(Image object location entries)
┄┄┄┄┄┄
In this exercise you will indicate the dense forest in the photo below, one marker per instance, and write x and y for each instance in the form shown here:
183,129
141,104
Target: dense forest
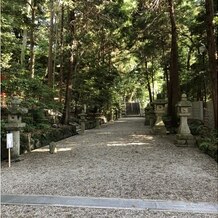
63,54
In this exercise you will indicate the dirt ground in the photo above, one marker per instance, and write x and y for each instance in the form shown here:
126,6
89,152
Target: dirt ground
119,160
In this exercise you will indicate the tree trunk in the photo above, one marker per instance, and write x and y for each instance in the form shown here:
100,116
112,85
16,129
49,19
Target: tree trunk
71,69
174,88
32,39
50,52
25,37
148,82
212,55
62,54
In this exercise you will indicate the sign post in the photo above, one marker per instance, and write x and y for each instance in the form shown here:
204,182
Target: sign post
9,146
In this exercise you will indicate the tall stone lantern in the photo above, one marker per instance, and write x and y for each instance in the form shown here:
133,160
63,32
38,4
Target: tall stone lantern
159,110
83,121
184,136
15,124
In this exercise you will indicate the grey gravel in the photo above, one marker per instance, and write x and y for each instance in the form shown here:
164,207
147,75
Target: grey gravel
120,160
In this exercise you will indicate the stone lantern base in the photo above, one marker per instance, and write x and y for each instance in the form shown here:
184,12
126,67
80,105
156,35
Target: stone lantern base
159,130
183,140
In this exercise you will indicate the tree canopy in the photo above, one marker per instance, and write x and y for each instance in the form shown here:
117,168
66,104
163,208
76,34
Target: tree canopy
63,54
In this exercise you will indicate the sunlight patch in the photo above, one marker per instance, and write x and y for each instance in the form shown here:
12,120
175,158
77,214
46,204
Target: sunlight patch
126,144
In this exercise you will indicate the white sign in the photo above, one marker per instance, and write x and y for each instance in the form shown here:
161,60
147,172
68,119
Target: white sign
9,140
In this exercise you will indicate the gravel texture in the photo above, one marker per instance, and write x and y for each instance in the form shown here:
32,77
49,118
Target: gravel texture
65,212
119,160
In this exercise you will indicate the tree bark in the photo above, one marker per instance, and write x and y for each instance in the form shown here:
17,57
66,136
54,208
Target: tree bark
62,54
71,69
174,85
32,39
51,39
212,53
148,82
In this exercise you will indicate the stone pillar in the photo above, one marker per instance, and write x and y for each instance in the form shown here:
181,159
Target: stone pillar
83,122
159,110
15,124
97,119
15,151
184,136
147,113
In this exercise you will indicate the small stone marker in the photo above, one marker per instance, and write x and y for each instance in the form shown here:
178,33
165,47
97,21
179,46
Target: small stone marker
9,146
52,148
159,109
15,124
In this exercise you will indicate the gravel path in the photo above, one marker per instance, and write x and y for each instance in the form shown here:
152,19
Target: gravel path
120,160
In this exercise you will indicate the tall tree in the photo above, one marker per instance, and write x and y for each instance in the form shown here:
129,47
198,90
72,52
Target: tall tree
174,85
32,38
71,68
212,52
51,41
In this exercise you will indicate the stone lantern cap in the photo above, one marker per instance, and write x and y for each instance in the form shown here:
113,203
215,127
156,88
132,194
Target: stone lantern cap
184,102
160,100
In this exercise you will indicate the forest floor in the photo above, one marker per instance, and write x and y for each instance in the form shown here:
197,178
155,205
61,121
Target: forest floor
121,160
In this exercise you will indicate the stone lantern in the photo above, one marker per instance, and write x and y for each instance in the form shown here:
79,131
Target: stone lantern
159,110
15,124
98,119
83,121
184,136
147,119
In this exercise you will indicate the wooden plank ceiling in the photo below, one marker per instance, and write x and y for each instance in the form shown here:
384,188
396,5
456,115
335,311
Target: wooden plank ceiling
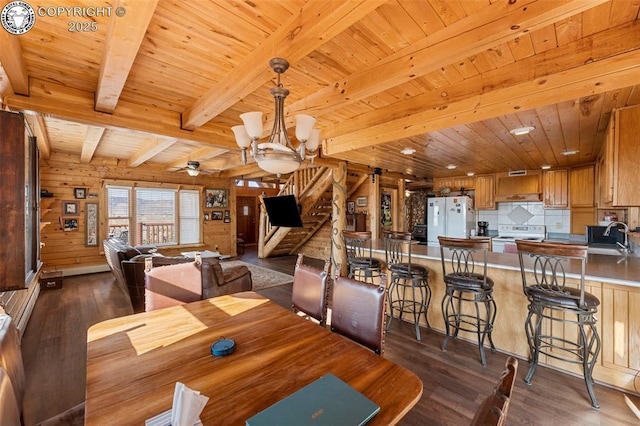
163,82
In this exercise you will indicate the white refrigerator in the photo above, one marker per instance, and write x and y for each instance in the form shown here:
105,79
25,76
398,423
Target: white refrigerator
449,217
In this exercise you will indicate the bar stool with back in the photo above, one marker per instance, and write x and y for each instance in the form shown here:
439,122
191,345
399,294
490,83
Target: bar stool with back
552,298
362,266
464,286
409,291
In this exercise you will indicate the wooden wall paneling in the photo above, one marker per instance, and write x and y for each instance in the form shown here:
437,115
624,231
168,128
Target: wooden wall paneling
61,173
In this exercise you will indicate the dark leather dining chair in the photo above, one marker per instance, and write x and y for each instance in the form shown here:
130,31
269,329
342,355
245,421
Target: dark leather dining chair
494,408
310,290
357,311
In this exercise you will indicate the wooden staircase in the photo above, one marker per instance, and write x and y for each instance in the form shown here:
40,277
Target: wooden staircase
312,187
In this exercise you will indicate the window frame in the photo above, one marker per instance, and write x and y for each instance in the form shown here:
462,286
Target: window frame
131,218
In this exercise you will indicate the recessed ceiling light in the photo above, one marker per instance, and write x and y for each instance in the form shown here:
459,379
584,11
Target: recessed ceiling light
522,130
408,151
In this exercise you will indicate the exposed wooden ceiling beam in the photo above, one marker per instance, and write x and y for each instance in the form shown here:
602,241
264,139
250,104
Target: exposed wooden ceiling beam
316,24
39,128
534,83
498,23
124,36
90,143
149,149
77,106
12,64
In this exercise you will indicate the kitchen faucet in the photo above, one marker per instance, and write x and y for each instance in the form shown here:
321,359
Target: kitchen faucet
624,246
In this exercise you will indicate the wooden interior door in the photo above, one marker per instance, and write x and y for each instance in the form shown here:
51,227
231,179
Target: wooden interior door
246,215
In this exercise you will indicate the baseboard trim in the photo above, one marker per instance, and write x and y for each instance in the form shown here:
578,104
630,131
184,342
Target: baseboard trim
81,270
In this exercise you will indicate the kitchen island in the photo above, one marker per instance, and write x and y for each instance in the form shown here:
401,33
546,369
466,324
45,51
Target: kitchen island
615,280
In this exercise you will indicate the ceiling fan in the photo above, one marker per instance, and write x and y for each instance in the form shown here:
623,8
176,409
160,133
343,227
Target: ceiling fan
193,168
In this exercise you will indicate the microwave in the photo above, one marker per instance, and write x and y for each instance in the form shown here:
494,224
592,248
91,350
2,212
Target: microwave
595,236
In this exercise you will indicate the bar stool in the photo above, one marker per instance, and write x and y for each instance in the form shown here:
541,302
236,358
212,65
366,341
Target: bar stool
409,291
554,301
464,286
362,266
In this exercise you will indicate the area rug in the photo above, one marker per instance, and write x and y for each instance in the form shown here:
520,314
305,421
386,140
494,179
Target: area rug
261,277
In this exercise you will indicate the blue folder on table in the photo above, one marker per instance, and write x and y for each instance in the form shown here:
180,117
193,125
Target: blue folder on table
326,401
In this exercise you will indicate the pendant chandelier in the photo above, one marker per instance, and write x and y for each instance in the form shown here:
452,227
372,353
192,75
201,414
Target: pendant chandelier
277,156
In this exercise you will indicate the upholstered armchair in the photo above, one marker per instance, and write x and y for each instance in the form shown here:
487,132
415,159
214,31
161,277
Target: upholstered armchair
187,282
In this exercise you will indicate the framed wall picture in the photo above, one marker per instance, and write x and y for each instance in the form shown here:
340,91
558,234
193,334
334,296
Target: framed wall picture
70,208
71,225
216,198
91,224
351,207
80,193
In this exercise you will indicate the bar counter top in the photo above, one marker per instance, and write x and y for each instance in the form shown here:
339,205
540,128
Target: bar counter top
620,269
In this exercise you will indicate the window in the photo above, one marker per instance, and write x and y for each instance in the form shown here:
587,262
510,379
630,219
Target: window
157,216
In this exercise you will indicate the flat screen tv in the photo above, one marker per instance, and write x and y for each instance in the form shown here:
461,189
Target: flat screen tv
283,210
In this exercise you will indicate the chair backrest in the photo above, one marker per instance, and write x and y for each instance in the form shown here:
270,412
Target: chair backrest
310,290
9,406
397,248
357,244
549,260
493,410
463,257
11,362
357,311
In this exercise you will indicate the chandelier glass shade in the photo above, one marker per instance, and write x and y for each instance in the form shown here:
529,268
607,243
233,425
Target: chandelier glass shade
277,155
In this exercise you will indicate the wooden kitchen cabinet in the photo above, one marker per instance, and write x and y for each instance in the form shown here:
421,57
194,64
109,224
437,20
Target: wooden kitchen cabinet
582,186
484,192
555,189
618,175
518,187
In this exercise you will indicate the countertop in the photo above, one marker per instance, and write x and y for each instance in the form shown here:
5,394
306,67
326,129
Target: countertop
623,270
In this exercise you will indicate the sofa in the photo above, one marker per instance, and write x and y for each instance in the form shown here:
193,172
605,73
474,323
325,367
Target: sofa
128,266
180,283
116,250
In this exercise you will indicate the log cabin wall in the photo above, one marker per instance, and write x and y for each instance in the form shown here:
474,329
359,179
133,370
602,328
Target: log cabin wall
61,173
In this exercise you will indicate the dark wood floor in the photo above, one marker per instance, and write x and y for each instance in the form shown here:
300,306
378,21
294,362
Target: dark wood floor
454,381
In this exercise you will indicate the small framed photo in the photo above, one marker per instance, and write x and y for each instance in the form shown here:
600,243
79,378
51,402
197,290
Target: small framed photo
71,225
351,207
70,208
216,198
80,193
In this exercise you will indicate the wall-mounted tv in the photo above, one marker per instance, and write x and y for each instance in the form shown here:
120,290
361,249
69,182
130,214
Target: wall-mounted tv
283,210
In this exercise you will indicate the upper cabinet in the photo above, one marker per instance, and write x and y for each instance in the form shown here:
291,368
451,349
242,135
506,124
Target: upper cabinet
455,183
511,186
618,176
582,184
555,189
484,192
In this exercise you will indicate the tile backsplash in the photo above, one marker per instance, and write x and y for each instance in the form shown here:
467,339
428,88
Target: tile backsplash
557,222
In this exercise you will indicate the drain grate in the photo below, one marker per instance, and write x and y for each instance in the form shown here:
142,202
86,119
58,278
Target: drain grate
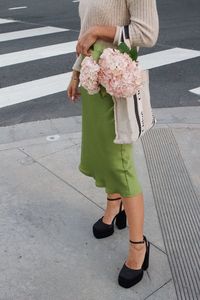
178,209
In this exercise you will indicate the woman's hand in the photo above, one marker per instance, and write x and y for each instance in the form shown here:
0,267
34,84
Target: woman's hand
72,90
86,41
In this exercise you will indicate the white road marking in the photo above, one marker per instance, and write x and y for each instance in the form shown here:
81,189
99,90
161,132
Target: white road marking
195,91
34,89
36,53
58,83
18,7
4,21
166,57
29,33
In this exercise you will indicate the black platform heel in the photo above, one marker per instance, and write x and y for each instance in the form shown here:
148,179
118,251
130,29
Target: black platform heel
102,230
129,277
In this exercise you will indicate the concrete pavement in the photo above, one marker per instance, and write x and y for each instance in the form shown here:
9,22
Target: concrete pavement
48,208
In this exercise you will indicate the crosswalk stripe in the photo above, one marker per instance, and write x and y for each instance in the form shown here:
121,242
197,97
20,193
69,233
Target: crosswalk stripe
196,91
166,57
5,21
58,83
147,61
33,89
36,53
20,34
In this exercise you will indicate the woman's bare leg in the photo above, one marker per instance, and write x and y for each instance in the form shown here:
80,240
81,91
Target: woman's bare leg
112,208
134,208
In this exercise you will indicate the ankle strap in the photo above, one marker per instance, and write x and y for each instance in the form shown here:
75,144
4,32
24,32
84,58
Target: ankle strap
137,242
112,199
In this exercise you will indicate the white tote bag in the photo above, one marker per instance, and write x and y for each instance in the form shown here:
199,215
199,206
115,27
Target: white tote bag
133,115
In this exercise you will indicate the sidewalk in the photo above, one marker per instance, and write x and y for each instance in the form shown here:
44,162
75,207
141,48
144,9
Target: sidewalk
48,208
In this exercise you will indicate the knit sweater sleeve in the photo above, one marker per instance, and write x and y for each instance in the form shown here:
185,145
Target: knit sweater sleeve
144,23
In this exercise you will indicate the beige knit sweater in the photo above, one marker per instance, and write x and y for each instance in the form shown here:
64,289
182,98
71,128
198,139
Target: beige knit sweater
141,15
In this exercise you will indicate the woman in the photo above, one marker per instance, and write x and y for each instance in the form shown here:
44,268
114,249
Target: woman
112,165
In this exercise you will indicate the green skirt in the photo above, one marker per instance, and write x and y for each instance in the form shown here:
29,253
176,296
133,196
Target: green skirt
111,165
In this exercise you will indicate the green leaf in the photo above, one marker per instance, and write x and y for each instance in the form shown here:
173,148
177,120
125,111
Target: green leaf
123,48
133,54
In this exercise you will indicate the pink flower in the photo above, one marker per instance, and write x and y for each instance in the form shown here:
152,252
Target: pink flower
118,73
89,75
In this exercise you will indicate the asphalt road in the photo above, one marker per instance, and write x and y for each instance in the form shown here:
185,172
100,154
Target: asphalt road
170,82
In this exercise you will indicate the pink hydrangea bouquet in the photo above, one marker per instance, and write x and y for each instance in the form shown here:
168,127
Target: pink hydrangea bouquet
110,70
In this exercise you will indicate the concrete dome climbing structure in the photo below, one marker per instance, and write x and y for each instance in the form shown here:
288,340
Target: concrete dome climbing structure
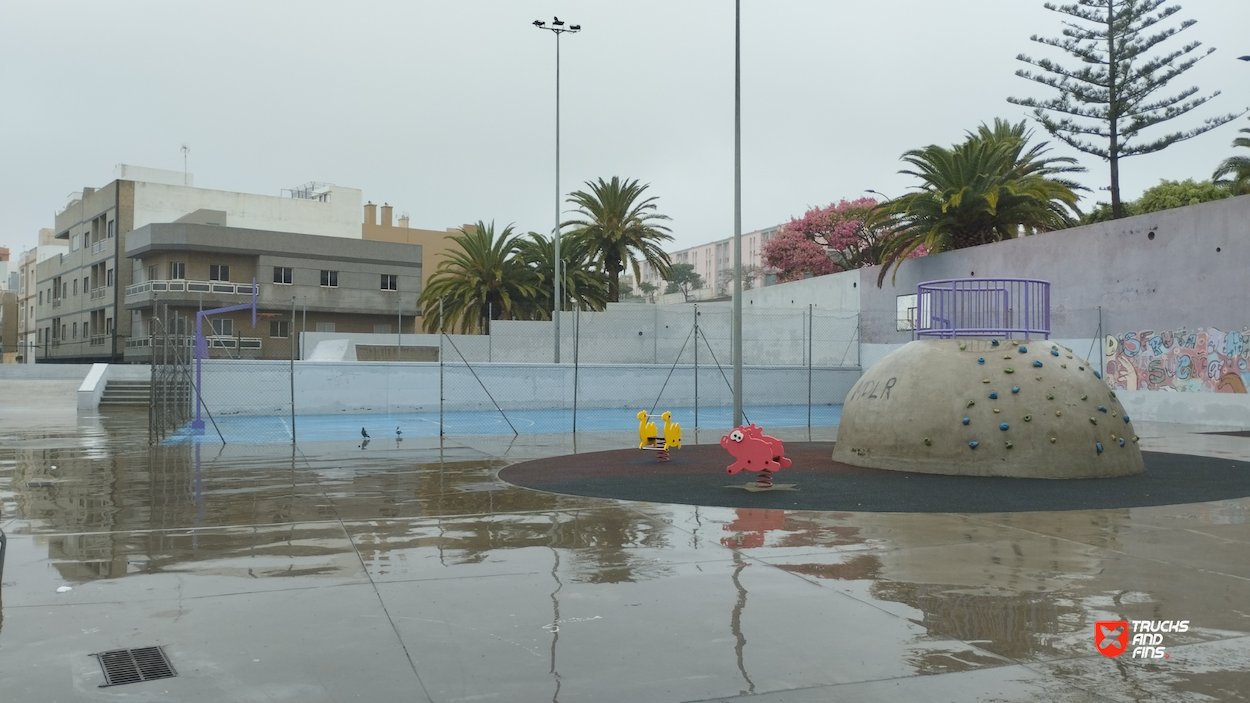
986,407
┄┄┄┄┄┄
## Request
Reproduce word for word only the lines between the line containing "In this exercise you will indicate the beige" and the end of the listing above, both included, and drop any pictures.

## Output
In this exercise you will indicate the beige knit sweater in the photo above, one marker per instance, and write x and y for each instance in the form shown here:
64,289
182,98
71,128
198,139
Target: beige knit sweater
141,15
In this exercise you will indicate the woman in the photo above, one marker per instance, and write x and y for each instance in the form shown here:
44,268
114,249
Target: woman
112,165
In this exercise you will indicate the green skirt in the photo above, one marker per instance, and write x and y for each instance in the form shown here:
29,253
176,296
133,196
Target: green skirt
111,165
In this exercise you will indicate the green leaf in the photo above, one marker per instance, and write x and y for each instance in the form shown here:
173,148
177,120
125,111
Target: green leaf
123,48
133,54
In this exercise you will indicate the pink flower in the photo above, one marker per instance, and write x and y for each instance in the form shown here:
152,252
Target: pink flower
118,73
89,75
In this exercise you will indicate the asphalt road in the photo above, one marker per instance, and write x and y for each instance in the form shown here:
185,172
100,154
Target: asphalt road
170,82
In this exercise you will indicate the pink hydrangea bouquet in the photo above, one marker per instance, and write x and y for each instance in the form shown here:
168,127
Target: pink hydrangea bouquet
110,70
In this exercise you will indicate the concrete dome climbing structure in the photo below, one marker per instance, and write x and y for each instance in the form shown here:
288,340
Target: concrete dome climbing structure
986,407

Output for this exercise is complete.